» **Problem statement**
Each line holding the word "indicate" must appear in the answer, copied from the entries.

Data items
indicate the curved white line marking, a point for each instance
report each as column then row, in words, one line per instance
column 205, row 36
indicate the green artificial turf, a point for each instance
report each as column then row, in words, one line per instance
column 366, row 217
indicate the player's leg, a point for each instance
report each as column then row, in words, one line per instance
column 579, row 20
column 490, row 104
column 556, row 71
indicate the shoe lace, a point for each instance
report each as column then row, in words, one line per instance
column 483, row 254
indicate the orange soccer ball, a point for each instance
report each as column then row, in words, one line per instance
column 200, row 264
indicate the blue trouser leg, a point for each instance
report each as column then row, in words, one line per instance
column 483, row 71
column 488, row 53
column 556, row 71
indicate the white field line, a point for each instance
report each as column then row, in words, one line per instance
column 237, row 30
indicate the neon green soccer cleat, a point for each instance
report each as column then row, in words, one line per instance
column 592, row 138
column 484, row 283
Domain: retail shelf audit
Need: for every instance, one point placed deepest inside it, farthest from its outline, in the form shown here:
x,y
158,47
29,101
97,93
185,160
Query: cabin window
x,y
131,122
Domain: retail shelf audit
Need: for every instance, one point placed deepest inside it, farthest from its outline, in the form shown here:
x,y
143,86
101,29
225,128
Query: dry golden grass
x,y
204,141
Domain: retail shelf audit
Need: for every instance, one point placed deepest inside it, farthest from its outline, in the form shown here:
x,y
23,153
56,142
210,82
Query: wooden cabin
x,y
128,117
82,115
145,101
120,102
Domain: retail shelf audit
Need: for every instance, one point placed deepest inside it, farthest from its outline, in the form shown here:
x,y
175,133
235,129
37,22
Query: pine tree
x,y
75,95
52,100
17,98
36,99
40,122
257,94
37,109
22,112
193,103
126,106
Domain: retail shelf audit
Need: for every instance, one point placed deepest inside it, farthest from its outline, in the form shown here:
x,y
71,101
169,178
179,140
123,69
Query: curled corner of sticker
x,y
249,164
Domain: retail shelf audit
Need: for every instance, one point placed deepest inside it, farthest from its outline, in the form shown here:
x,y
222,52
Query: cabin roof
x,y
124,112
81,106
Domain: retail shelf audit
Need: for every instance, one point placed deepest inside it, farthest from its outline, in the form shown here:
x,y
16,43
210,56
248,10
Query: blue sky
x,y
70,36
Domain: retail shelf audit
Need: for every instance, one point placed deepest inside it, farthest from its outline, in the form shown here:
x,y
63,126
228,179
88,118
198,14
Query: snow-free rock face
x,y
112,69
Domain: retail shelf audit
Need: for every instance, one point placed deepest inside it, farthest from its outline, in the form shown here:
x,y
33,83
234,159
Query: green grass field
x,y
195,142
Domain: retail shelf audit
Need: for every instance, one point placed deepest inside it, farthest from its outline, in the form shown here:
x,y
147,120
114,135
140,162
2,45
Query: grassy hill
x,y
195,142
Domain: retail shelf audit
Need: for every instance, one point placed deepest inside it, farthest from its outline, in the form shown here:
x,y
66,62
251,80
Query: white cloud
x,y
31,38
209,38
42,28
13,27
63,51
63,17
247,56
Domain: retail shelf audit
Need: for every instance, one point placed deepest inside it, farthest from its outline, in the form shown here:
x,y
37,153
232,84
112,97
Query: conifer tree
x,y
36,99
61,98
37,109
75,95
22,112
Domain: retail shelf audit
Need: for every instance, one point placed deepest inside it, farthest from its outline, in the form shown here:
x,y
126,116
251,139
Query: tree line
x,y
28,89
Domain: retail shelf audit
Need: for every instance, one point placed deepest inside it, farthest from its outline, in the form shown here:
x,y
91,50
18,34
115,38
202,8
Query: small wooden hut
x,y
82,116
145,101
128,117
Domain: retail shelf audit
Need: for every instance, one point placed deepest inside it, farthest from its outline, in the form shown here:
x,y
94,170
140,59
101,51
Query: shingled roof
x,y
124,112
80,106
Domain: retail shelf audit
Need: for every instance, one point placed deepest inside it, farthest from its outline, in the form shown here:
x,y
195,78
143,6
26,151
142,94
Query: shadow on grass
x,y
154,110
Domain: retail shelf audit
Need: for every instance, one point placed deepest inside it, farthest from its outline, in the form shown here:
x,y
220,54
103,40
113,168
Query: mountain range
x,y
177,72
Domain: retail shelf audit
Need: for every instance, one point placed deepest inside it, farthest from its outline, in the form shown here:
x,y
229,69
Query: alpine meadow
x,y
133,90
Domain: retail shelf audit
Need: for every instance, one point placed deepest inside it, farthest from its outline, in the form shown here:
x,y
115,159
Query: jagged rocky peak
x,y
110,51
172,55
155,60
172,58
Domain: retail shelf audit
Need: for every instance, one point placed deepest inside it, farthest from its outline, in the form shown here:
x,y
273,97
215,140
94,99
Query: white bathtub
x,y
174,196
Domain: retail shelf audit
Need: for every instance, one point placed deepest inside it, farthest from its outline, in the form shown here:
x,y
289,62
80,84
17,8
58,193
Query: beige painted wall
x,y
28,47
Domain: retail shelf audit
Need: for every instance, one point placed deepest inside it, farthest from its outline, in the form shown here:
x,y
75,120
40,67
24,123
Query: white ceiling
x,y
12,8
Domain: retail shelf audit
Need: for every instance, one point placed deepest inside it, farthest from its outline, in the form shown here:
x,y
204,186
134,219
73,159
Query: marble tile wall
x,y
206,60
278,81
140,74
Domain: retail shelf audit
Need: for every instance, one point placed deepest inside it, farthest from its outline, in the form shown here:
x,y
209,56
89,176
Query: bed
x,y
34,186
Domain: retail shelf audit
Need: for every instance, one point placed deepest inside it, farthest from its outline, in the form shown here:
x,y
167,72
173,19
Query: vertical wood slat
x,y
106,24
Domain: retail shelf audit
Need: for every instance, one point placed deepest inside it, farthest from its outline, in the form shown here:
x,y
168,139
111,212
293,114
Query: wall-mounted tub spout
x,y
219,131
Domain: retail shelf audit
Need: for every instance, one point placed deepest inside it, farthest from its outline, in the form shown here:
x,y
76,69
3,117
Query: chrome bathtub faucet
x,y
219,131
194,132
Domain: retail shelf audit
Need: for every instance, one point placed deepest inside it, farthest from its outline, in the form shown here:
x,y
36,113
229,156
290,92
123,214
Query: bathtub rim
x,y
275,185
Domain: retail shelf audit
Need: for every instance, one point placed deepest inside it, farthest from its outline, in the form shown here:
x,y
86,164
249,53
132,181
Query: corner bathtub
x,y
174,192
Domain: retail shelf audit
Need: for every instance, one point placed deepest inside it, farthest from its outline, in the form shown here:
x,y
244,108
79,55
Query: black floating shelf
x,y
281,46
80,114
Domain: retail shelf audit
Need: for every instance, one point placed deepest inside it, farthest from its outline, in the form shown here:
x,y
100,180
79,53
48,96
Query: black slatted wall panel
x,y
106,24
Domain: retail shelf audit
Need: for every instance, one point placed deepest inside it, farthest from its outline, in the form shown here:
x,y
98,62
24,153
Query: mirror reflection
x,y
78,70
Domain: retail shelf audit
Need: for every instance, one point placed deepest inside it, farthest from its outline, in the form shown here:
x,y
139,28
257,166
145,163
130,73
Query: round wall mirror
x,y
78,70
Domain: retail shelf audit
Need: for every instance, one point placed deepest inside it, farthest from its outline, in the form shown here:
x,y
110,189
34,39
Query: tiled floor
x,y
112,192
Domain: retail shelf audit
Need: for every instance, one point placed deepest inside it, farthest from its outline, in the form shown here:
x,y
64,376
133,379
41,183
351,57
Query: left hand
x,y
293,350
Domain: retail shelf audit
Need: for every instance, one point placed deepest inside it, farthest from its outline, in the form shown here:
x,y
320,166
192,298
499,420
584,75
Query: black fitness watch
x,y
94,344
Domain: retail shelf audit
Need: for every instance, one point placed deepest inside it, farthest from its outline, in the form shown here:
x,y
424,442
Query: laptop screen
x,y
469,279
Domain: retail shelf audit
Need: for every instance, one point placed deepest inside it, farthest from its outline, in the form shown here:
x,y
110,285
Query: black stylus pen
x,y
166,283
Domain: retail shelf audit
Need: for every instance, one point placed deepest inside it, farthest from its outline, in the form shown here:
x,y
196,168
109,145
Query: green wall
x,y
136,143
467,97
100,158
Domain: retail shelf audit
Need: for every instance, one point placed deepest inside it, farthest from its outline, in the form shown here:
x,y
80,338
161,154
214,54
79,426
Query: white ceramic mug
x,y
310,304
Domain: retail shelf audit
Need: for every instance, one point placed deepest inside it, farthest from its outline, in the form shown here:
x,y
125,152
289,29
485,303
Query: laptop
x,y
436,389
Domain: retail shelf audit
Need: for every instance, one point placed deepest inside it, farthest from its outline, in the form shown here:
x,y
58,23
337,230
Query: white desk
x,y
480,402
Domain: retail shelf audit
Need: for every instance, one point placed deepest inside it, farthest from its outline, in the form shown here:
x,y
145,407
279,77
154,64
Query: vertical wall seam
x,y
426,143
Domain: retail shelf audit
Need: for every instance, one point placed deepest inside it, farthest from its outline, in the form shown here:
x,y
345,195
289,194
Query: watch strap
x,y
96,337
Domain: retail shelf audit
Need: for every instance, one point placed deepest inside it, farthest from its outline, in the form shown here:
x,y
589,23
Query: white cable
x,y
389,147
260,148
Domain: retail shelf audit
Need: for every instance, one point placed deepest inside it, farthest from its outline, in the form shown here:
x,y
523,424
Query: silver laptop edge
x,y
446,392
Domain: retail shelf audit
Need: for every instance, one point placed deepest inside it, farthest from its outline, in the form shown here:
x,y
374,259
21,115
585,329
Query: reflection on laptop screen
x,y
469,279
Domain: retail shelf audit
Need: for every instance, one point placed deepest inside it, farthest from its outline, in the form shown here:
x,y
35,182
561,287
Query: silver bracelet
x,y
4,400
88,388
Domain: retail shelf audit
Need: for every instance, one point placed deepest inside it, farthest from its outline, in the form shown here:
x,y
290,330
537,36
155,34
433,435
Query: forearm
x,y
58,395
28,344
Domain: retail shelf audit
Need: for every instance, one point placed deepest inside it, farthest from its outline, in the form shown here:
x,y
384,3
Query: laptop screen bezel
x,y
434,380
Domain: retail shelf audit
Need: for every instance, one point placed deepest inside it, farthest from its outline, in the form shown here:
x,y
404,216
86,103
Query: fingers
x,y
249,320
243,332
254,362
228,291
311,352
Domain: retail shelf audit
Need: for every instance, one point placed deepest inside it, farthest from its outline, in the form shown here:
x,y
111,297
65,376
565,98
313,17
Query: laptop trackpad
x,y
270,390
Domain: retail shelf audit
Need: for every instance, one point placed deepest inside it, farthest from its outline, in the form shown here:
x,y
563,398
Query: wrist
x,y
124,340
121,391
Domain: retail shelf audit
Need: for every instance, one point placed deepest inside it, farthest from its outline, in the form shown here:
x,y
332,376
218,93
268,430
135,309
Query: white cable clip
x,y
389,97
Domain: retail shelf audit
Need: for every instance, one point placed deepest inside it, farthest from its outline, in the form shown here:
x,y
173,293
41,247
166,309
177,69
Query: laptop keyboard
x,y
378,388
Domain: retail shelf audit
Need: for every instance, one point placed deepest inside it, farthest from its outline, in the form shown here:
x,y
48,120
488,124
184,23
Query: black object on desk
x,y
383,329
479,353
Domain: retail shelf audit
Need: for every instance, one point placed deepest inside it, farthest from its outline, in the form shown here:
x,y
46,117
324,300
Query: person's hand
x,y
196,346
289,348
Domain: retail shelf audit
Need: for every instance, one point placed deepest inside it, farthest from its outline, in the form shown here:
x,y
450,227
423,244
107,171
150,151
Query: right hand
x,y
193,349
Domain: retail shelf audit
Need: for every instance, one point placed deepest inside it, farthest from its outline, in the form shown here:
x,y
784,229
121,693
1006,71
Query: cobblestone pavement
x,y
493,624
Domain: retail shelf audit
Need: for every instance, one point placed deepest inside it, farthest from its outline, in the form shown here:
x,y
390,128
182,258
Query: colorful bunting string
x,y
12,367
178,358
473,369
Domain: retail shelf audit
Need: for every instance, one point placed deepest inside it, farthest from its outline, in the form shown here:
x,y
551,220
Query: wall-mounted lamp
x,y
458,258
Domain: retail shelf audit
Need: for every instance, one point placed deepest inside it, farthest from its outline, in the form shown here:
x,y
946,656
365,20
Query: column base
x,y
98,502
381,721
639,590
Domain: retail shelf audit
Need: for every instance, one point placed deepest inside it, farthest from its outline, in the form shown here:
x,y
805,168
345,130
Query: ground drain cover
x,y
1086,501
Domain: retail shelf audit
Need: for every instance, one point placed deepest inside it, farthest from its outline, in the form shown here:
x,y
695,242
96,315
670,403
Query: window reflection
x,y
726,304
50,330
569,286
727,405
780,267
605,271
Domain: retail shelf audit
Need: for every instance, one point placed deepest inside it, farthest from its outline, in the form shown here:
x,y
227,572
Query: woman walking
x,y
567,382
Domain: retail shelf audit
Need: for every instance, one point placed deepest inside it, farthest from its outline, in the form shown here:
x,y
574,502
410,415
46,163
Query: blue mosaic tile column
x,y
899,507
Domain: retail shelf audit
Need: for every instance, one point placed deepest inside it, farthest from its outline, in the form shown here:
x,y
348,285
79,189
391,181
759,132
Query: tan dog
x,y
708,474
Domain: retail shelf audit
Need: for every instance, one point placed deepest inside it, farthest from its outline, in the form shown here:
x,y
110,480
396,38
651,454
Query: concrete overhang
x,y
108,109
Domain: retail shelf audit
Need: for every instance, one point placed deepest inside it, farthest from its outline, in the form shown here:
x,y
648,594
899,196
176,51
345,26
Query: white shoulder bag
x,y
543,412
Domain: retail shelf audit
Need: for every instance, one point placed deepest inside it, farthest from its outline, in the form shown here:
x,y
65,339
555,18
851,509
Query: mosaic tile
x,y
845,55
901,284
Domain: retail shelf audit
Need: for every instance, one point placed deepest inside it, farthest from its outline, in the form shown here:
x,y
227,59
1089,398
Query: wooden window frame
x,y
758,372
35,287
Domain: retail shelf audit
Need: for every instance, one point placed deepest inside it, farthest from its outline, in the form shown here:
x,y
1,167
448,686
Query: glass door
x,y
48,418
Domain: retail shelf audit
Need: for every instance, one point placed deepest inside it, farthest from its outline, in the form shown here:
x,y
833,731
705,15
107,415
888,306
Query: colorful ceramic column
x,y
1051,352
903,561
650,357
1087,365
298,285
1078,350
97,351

» **Answer section**
indicate the curved white line marking, a point for each instance
indicate the green artificial turf, a point for each instance
indicate the player's leg, a point for each instance
indicate the shoe lace, a point for each instance
indicate the orange soccer ball, a point for each instance
indicate the blue trouser leg, a point for each instance
indicate the white field line, a point for each instance
indicate the neon green soccer cleat, a point for each instance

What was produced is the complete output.